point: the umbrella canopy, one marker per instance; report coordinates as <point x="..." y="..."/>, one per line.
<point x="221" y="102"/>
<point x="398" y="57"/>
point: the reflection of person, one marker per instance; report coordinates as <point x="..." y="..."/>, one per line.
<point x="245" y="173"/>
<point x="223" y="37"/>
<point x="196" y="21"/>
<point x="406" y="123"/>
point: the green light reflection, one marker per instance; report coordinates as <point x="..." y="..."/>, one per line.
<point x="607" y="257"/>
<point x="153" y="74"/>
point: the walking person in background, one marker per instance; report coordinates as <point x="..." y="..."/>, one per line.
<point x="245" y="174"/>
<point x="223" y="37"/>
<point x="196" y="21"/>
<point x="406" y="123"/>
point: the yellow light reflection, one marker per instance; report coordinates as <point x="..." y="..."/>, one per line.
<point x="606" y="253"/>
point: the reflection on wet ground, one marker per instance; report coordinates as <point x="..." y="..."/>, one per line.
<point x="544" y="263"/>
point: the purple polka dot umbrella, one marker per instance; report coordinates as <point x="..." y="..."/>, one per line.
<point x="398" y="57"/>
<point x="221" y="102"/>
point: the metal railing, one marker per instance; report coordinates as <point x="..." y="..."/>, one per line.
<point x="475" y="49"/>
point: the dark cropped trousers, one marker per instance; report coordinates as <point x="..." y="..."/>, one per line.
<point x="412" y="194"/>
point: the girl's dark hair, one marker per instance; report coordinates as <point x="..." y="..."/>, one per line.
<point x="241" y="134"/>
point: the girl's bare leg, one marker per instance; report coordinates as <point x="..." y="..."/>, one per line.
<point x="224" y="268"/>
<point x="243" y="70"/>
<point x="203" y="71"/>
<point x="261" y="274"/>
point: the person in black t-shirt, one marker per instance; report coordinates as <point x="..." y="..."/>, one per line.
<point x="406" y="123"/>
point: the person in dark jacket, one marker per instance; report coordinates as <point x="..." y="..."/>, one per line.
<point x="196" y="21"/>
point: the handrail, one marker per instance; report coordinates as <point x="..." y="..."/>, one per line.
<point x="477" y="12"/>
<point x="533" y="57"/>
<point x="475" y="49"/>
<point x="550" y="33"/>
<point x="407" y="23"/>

WHAT THIS TASK INVOLVES: Go through the material and set every line down again exactly.

TASK OUTPUT:
point: the umbrella canopy, one marker per instance; report coordinates as <point x="..." y="..."/>, one per line.
<point x="221" y="102"/>
<point x="398" y="57"/>
point: the reflection of person, one marker per instance; report coordinates as <point x="..." y="..."/>, one per line.
<point x="245" y="173"/>
<point x="223" y="37"/>
<point x="196" y="21"/>
<point x="406" y="123"/>
point: the green light reflection, one marker per instance; report coordinates as <point x="..." y="..."/>, one per line.
<point x="607" y="257"/>
<point x="153" y="74"/>
point: the walking person in background, one marker per instance; report coordinates as <point x="..." y="..."/>, one per line.
<point x="245" y="174"/>
<point x="223" y="37"/>
<point x="196" y="21"/>
<point x="406" y="123"/>
point: the yellow light reflection, one marker per instance; report coordinates as <point x="..." y="..."/>, one per line.
<point x="606" y="253"/>
point: the reflection on wet ground, one marker per instance; report coordinates as <point x="..." y="..."/>, one per line.
<point x="544" y="263"/>
point: the purple polka dot umbrella, one marker per instance; report coordinates as <point x="..." y="..."/>, one per line.
<point x="398" y="57"/>
<point x="221" y="102"/>
point: the metal railing, one marker per instance; report coordinates as <point x="..." y="..."/>, one per line.
<point x="475" y="49"/>
point: the dark cropped trousers, one marker per instance; report coordinates as <point x="..." y="..."/>, one per line.
<point x="412" y="194"/>
point: the girl's dark hair, one marker per instance; report coordinates as <point x="..." y="..."/>, one per line.
<point x="241" y="134"/>
point: the girl's bare leg, one marker per instance; report coordinates as <point x="..." y="..."/>, one per line.
<point x="224" y="268"/>
<point x="243" y="70"/>
<point x="203" y="71"/>
<point x="261" y="274"/>
point: the person in black t-shirt, one marker per instance; report coordinates as <point x="..." y="..."/>, one per line.
<point x="406" y="123"/>
point: the person in dark jacket, one marker per instance; report coordinates as <point x="..." y="..."/>, one per line.
<point x="196" y="21"/>
point: the handrail, one marker per instance; report coordinates as <point x="..." y="..."/>, one per line.
<point x="477" y="12"/>
<point x="533" y="57"/>
<point x="475" y="49"/>
<point x="550" y="33"/>
<point x="407" y="23"/>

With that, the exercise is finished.